(Location labeling records)
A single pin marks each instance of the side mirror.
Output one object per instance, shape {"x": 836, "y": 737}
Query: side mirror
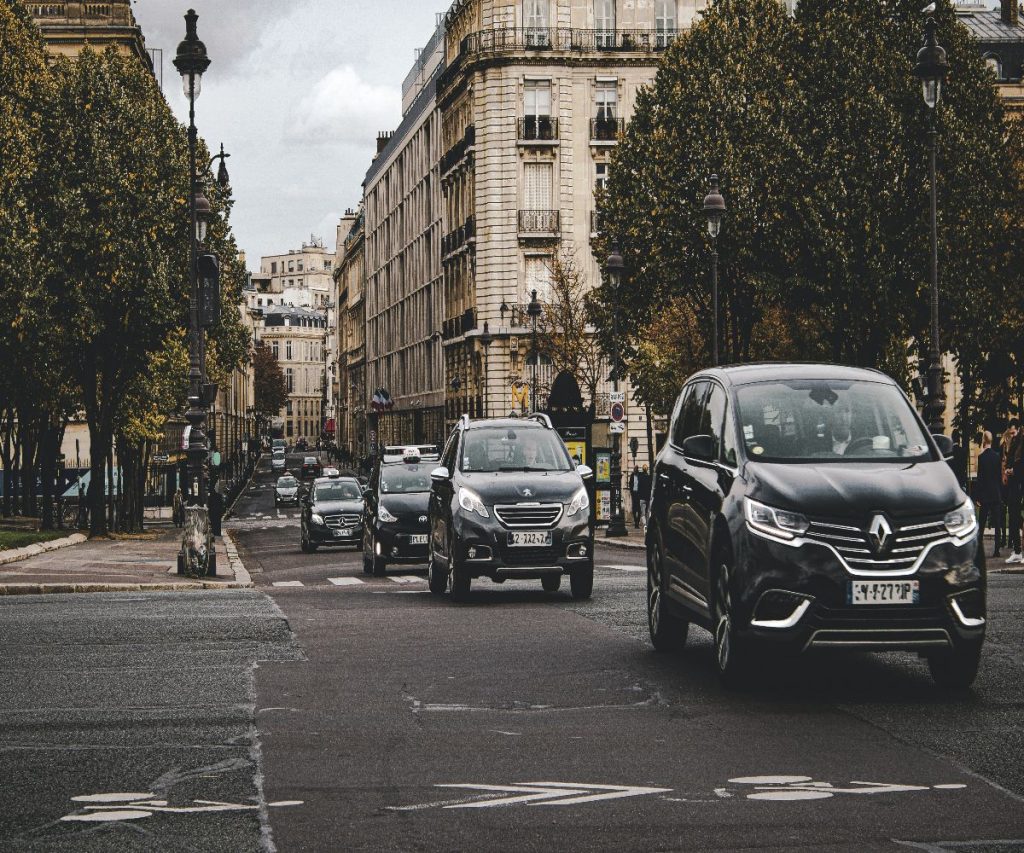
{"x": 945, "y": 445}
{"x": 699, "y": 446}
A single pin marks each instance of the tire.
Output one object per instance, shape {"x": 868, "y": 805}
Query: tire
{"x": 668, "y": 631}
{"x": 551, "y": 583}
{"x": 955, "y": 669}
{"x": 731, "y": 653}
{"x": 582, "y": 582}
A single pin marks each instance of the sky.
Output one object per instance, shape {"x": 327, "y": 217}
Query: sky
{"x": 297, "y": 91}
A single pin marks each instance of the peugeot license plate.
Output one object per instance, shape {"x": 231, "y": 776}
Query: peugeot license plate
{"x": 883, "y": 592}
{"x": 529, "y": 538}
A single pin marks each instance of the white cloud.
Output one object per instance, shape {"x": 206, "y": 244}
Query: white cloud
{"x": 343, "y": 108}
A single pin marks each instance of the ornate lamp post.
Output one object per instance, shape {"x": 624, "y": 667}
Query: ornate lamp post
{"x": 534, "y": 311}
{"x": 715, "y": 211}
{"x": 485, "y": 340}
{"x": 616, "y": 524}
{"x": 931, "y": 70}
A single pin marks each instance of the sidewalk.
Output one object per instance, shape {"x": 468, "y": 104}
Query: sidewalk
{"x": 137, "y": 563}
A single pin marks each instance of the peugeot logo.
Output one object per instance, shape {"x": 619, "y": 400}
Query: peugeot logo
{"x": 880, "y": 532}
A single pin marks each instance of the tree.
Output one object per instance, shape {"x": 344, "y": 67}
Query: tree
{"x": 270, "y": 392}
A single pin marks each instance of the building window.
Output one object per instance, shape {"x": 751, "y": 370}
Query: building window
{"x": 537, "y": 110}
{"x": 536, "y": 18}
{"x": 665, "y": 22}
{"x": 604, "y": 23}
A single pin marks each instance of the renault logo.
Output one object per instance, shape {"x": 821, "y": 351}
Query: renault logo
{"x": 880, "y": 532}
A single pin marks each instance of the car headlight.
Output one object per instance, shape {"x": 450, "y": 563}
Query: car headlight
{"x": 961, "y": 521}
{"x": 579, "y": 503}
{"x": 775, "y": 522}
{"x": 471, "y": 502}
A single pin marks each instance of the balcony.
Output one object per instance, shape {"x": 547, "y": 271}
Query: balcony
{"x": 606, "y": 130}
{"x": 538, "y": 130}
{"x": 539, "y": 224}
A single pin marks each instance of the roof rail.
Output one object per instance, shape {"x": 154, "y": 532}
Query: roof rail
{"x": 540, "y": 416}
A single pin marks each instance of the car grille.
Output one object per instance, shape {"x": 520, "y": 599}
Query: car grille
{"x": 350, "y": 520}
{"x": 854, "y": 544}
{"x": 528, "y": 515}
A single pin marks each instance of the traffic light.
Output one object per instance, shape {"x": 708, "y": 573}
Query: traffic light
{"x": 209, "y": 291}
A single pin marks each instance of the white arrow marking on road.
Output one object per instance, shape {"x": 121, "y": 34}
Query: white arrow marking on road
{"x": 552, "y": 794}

— TASK GOAL —
Render all of the material above as a two-column CSV with the header instruction,response. Use one row for each instruction and its response, and put each value in a single quoted field with its line breaks replaced by spaces. Omit the pictures.

— FINAL RESULT —
instruction,response
"A single pin marks each instance of the side mirror. Output one object per instance, shape {""x"": 836, ""y"": 737} Query: side mirror","{""x"": 945, ""y"": 445} {""x"": 699, ""y"": 446}"
"A single pin marks each instance of the tire. Output one object per instance, shape {""x"": 868, ""y"": 805} Query: tire","{""x"": 668, ""y"": 631} {""x"": 551, ""y"": 583} {""x"": 955, ""y"": 669} {""x"": 731, ""y"": 653} {""x"": 582, ""y"": 582}"
"A single pin marks each instance of the sky. Output one object per instance, shape {""x"": 327, ""y"": 217} Query: sky","{""x"": 297, ""y"": 91}"
"A single pin marks each instance of the peugeot license plate. Output one object per instance, shape {""x"": 231, ""y"": 776} Query: peugeot license plate","{""x"": 883, ""y"": 592} {""x"": 529, ""y"": 538}"
"A single pin marks each instance of the white cloud. Output one object per instance, shape {""x"": 206, ""y"": 244} Query: white cloud","{""x"": 343, ""y"": 108}"
"A single pin marks each instance of the ornate lamp post. Output one object per instance, shape {""x"": 624, ""y"": 667} Query: ornate lamp post","{""x"": 534, ""y"": 311} {""x"": 715, ""y"": 211} {""x"": 485, ""y"": 340} {""x"": 616, ""y"": 524} {""x"": 931, ""y"": 70}"
"A single pin marks each instance of the sidewalk. Output one object per instance, shape {""x"": 468, ""y"": 104} Query: sidewalk","{""x"": 137, ""y"": 563}"
"A single pin marks each instance of the peugeot logo. Output one object per instance, shape {""x"": 619, ""y"": 400} Query: peugeot logo","{""x"": 880, ""y"": 532}"
"A single pin marks each instance of the tree. Output one object per instance, shape {""x"": 344, ""y"": 67} Query: tree","{""x"": 270, ""y"": 392}"
"A single pin marks each instance of the building window. Output one object per instance, shape {""x"": 751, ""y"": 370} Query: building window","{""x"": 537, ""y"": 110} {""x"": 536, ""y"": 18} {""x"": 665, ""y"": 22} {""x"": 604, ""y"": 23}"
"A single pin marks each instance of the renault logo. Output one object per instance, shape {""x"": 821, ""y"": 351} Query: renault logo","{""x"": 880, ""y"": 532}"
"A single pin marks each instance of the car headlight. Output one object per instance, shape {""x"": 450, ""y"": 563} Query: car headlight","{""x"": 961, ""y"": 521} {""x"": 579, ""y"": 503} {""x"": 775, ""y"": 522} {""x"": 471, ""y"": 502}"
"A single pin marks each instance of the balcony. Output one object per instance, shape {""x"": 547, ""y"": 271} Query: balcony","{""x"": 606, ""y"": 130} {""x"": 538, ""y"": 130} {""x"": 539, ""y"": 224}"
"A single pin marks each instance of the roof rail. Output one object per instance, shape {""x"": 154, ""y"": 532} Query: roof rail","{""x"": 540, ""y"": 416}"
"A single pin marks each instance of the car grille. Output one object per instance, shape {""x"": 520, ""y"": 599} Query: car grille","{""x"": 350, ""y"": 520} {""x"": 854, ""y"": 544} {""x"": 528, ""y"": 515}"
"A single pin marks each instance of the traffic light. Output one object per instance, shape {""x"": 708, ""y"": 573} Query: traffic light","{""x"": 209, ""y"": 291}"
"A single pin marks each instance of the white arrow marking on road. Output one object per instance, shape {""x"": 121, ""y"": 34} Query: white arrow marking on road","{""x"": 552, ""y"": 794}"